● What this exercise asks:
a. Pull out the part of the passage on digital business and technology skills that runs from "Digital raises the" down to "security challenge anymore.", copying it word for word.
b. Reproduce the rows word for word, starting with the first row and continuing down to the row that contains "<point>39,430</point>", including that row.

Digital raises the stakes even further because of the heightened focus on customer information and big-data processing, that is, collecting, distributing, storing, linking, and analyzing. Examine any IoT deployment: The height and breadth of the cybersecurity challenge is readily apparent. This is not your father’s network security challenge anymore.

Number 10

Business-technology matchmaker: Where have we been? In the past, value equated to technical depth. The deeper your knowledge, the greater your value. The technical guru was celebrated. With digital business, while technical depth is certainly still valued, technology breadth and business acumen are rising in value as the lines blur between technology and business. Here, technology breadth enables a worker to fully function as part of multidisciplinary project/program teams. It allows workers to tune into issues beyond their primary domain. Business acumen enables workers to fully understand how their primary domain can best drive desired business outcomes. Here, it’s not all about how the technology works. Rather, it’s equally about how the technology (hardware, software, services, features, functions, policies, etc.) can best be used.

● Record list:
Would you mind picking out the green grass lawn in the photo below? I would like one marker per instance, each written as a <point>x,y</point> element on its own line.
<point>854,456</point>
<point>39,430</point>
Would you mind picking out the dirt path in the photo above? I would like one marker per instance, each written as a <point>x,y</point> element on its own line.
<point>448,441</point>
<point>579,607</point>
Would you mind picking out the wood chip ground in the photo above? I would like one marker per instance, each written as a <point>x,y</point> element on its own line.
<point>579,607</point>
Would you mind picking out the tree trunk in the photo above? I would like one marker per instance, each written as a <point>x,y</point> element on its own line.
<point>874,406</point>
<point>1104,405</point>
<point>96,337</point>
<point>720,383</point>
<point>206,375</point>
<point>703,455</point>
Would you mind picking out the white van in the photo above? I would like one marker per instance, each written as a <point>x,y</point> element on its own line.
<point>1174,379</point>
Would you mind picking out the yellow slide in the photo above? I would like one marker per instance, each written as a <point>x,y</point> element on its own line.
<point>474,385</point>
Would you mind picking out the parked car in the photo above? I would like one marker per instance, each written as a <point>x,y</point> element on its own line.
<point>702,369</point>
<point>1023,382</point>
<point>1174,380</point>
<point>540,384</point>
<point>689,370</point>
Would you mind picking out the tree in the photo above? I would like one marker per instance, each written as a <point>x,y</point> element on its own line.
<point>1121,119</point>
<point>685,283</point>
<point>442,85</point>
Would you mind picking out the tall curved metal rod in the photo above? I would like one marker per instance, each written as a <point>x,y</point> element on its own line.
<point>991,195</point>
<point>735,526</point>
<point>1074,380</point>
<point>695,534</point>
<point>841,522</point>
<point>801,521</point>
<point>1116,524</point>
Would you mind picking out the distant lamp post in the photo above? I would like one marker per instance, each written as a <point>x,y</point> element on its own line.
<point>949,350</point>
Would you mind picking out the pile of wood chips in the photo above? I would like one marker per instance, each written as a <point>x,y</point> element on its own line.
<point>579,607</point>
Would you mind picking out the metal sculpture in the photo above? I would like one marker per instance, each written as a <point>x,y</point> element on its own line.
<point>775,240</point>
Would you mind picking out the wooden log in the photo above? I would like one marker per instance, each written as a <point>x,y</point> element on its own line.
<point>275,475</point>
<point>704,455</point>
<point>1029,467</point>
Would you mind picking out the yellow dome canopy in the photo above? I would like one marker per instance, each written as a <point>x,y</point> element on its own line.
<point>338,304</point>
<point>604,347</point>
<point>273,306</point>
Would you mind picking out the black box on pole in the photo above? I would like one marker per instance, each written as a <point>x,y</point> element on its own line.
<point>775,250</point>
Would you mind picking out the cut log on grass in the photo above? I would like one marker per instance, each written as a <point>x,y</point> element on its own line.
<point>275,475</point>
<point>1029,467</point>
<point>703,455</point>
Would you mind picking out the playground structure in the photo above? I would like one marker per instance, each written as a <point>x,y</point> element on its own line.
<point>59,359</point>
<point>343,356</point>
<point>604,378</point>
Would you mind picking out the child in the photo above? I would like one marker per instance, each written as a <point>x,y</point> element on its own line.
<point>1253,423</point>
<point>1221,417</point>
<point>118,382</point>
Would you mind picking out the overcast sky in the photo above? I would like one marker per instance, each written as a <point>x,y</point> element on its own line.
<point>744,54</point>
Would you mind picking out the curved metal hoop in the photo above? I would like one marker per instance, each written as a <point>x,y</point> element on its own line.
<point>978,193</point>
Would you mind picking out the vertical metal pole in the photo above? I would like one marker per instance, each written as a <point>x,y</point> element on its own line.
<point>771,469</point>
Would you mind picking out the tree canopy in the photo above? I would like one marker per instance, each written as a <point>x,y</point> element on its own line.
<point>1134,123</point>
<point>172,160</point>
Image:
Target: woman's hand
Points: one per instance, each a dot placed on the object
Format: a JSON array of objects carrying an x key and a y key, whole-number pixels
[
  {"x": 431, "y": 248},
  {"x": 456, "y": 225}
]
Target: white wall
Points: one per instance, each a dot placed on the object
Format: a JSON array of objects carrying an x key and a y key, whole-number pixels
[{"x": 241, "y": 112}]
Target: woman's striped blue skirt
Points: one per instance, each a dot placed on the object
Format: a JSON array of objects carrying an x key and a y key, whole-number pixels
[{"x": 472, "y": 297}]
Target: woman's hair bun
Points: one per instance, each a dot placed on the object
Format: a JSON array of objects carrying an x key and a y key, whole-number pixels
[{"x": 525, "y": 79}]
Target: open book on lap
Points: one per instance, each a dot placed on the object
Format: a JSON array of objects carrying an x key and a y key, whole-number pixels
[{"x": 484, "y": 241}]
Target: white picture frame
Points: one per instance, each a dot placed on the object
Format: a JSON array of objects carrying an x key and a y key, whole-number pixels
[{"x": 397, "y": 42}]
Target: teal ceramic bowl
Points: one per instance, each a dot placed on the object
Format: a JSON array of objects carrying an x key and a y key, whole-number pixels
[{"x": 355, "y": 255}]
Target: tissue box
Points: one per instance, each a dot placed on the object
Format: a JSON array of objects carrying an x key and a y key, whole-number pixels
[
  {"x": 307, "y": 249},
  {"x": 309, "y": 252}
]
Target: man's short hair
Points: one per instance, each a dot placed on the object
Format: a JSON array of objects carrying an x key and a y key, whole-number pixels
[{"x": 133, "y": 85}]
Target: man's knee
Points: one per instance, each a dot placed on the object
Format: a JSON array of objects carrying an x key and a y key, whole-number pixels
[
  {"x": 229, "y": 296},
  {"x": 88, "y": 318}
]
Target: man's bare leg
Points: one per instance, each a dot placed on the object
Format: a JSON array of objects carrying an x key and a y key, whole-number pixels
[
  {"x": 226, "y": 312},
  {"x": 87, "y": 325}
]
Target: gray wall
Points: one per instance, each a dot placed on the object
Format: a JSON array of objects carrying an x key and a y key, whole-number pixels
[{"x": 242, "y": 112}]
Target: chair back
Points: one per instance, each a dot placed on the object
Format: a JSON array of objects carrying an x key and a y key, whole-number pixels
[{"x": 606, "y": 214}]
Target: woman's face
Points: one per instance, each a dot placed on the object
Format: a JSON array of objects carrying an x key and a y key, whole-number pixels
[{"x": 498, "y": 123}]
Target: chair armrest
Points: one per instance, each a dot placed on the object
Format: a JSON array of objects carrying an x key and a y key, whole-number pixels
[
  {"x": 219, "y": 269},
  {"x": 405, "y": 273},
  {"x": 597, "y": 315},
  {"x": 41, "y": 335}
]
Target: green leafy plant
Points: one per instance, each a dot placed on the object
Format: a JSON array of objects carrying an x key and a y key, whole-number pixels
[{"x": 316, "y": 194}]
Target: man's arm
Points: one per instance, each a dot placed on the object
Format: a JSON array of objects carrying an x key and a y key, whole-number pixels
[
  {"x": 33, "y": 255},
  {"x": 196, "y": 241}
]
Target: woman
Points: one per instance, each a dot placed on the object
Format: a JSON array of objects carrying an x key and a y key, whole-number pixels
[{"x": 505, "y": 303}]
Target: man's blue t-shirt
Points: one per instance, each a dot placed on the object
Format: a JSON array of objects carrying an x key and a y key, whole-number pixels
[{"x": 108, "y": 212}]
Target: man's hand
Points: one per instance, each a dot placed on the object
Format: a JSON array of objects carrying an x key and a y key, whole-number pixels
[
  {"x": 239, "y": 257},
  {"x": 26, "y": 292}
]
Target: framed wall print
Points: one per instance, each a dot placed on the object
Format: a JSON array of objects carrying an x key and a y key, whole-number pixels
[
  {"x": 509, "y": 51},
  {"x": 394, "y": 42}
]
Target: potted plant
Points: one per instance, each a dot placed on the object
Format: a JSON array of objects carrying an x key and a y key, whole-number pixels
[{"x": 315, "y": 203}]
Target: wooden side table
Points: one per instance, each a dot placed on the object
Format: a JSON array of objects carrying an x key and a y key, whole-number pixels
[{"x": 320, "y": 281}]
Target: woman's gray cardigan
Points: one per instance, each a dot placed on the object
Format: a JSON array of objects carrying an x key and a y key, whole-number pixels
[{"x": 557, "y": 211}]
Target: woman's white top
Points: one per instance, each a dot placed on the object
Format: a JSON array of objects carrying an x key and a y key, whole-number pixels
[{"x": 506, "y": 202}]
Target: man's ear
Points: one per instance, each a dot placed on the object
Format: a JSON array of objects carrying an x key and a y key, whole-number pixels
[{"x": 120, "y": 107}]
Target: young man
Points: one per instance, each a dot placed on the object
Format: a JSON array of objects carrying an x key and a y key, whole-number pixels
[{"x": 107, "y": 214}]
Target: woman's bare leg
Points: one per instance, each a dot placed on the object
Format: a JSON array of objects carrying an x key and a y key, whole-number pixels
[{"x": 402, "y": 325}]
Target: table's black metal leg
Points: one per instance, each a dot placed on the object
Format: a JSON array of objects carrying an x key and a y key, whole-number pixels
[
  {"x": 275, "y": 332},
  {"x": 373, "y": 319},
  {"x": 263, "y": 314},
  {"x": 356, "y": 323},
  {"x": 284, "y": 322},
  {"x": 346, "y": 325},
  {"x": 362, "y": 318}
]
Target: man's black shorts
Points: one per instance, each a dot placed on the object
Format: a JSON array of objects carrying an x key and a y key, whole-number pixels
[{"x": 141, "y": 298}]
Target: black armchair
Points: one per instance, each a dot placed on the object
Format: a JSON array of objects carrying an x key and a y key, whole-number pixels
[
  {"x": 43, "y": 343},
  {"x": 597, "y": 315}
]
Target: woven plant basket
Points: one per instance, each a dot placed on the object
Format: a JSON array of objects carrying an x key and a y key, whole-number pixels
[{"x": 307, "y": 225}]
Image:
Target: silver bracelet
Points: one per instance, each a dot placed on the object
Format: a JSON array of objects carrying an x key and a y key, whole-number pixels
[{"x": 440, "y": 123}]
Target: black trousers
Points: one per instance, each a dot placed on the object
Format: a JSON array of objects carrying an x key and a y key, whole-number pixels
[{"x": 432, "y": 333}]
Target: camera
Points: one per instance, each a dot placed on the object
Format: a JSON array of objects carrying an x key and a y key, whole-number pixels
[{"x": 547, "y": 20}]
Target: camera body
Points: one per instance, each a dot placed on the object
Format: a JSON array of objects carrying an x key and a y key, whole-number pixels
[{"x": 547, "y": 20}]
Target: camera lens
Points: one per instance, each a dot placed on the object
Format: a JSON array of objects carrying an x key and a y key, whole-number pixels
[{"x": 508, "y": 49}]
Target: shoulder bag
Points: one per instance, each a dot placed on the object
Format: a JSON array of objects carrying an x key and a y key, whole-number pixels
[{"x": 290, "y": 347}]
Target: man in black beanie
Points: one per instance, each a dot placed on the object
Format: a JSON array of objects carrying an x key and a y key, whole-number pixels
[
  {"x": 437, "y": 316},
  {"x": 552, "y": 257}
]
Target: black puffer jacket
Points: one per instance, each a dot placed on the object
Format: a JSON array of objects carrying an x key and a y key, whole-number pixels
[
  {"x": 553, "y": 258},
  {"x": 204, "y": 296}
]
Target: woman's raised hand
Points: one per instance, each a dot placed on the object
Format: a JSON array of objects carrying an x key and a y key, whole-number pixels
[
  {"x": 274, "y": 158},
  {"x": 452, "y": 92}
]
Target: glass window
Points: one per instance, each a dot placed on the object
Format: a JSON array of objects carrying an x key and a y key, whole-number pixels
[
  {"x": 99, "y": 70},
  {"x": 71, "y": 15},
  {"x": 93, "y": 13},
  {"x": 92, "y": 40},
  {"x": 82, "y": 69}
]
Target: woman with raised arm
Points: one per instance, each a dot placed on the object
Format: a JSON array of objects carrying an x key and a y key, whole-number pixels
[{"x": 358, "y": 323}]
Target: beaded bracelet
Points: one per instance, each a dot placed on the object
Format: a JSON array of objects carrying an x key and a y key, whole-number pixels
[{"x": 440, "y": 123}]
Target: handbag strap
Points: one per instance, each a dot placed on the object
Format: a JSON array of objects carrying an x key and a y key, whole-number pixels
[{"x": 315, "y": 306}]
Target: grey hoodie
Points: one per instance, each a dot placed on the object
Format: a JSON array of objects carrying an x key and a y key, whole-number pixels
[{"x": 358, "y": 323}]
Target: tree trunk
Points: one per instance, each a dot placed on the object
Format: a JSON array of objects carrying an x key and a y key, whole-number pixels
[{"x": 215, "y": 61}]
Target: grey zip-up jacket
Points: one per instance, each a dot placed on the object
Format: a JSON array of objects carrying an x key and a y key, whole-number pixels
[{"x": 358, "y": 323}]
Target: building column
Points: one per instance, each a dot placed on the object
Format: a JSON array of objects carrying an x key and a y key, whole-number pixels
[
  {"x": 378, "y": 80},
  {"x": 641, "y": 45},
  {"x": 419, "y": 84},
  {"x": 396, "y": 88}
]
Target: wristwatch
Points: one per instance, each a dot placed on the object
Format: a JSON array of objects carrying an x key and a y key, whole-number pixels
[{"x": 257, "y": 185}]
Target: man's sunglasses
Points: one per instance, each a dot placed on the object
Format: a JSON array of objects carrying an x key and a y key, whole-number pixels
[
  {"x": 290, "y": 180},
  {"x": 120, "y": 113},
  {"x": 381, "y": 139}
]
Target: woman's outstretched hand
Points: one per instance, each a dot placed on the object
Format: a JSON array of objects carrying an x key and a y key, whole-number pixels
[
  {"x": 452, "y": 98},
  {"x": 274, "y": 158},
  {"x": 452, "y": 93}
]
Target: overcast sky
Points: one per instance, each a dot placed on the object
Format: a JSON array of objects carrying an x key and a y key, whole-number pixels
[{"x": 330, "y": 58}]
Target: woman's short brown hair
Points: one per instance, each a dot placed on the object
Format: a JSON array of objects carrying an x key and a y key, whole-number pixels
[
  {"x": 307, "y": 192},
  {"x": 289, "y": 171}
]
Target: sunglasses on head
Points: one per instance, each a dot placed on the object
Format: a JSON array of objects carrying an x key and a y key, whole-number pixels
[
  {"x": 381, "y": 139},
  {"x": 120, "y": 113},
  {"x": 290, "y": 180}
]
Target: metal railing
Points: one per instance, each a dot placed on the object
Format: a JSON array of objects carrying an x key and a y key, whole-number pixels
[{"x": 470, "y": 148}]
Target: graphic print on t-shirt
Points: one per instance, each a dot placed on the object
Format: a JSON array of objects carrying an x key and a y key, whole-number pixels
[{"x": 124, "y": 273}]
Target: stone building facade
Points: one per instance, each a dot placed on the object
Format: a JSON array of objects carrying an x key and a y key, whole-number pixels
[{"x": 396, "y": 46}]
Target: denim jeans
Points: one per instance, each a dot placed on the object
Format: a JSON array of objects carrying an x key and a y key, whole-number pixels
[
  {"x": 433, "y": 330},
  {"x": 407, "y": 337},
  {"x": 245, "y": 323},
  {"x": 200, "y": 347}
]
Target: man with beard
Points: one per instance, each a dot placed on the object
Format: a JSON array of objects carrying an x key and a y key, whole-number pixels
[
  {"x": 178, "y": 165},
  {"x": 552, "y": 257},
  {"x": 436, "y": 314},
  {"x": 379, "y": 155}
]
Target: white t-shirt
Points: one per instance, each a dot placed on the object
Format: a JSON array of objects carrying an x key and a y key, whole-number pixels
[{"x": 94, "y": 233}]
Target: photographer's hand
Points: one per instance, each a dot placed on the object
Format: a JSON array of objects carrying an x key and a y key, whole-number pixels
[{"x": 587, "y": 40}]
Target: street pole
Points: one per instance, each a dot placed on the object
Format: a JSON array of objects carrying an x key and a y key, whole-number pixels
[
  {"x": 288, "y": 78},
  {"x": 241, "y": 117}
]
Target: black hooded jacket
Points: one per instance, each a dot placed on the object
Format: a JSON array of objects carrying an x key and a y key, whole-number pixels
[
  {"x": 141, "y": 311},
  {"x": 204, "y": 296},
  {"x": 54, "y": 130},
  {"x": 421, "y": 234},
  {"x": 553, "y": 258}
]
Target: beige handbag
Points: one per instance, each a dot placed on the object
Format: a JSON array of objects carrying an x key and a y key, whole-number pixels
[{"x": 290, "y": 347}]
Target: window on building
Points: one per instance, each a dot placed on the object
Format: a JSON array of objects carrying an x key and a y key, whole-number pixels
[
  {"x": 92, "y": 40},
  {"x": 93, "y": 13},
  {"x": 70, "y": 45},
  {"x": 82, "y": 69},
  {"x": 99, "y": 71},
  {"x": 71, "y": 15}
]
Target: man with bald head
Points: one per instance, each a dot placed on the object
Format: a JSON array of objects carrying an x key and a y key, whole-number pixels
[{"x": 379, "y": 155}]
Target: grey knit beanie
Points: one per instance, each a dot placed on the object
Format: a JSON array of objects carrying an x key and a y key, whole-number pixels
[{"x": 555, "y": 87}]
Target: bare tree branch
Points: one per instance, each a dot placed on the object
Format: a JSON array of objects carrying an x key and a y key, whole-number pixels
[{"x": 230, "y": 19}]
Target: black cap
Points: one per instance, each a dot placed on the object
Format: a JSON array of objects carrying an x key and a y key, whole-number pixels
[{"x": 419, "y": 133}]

● Results in order:
a.
Digital raises the stakes even further because of the heightened focus on customer information and big-data processing, that is, collecting, distributing, storing, linking, and analyzing. Examine any IoT deployment: The height and breadth of the cybersecurity challenge is readily apparent. This is not your father’s network security challenge anymore.

b.
Would you mind picking out the green grass lawn in the photo below? I would like one marker per instance, each written as a <point>x,y</point> element on its own line.
<point>854,456</point>
<point>39,430</point>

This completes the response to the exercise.